▶ Passage to read:

To test the two enclosures we used the USB3.0 connection on our ASRock 890GX motherboard.  To minimise any performance limitations with the hard drive, we chose to use a Kingston SSDNow V+ 64GB SSD drive in the enclosures.

Crystalmark is a useful benchmark to measure theoretical performance levels of hard drives and SSD’s. We are using V3.0 x64.

Integral S
Elite S

A solid set of results all round for both enclosures.  The Elite S did lag behind the Integral S in every test, although in the real world the difference is barely noticeable.

We have been using HDTach for many years now and always find it is an invaluable benchmark to ascertain potential levels of performance. HD Tach is a low level hardware benchmark for random access read/write storage devices such as hard drives, removable drives (ZIP/JAZZ), flash devices, and RAID arrays. HD Tach uses custom device drivers and other low level Windows interfaces to bypass as many layers of software as possible and get as close to the physical performance of the device possible.

Integral S
Elite S

In the average read test, the Elite S performed better than the Integral S and in the burst read test, the results were almost identical.  There isn't really much to choose between the two drives in this test.

▶ Dataset section:
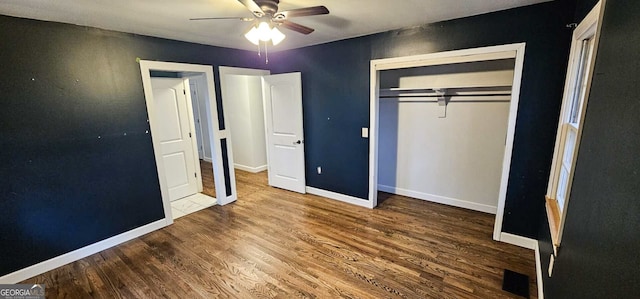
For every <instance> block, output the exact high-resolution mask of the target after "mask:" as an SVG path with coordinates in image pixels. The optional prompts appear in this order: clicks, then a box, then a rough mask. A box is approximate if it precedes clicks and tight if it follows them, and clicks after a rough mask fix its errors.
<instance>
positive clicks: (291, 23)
mask: <svg viewBox="0 0 640 299" xmlns="http://www.w3.org/2000/svg"><path fill="white" fill-rule="evenodd" d="M278 24H280V26H282V27H284V28H287V29H289V30H293V31H296V32H300V33H302V34H310V33H311V32H313V31H314V30H315V29H312V28H309V27H307V26H303V25H300V24H298V23H294V22H290V21H287V20H284V21H282V22H278Z"/></svg>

▶ Exercise description: Write the next part of the USB 3.0 enclosure benchmark review, starting right after its final sentence.

▶ Answer section:
The ATTO Disk Benchmark performance measurement tool is compatible with Microsoft Windows. Measure your storage systems performance with various transfer sizes and test lengths for reads and writes. Several options are available to customize your performance measurement including queue depth, overlapped I/O and even a comparison mode with the option to run continuously. Use ATTO Disk Benchmark to test any manufacturers RAID controllers, storage controllers, host adapters, hard drives and SSD drives and notice that ATTO products will consistently provide the highest level of performance to your storage.

Integral S
Elite S

Once again, the enclosures performed very similarly in the ATTO disk benchmark.

For our real world tests we used a mixed file folder making up 7.62 GB altogether.  In the test we copied these to and from the 64GB Kingston SSDNow V+100 drive.  Our test system featured a Kingston SSDNow V+100 128GB Solid State drive connected to one of our motherboard's SATA 6Gbps ports.

In the real world read tests there was very little to choose between the two enclosures again although the Elite S did lag behind the Integral S by four seconds in the read test and six seconds in the write test.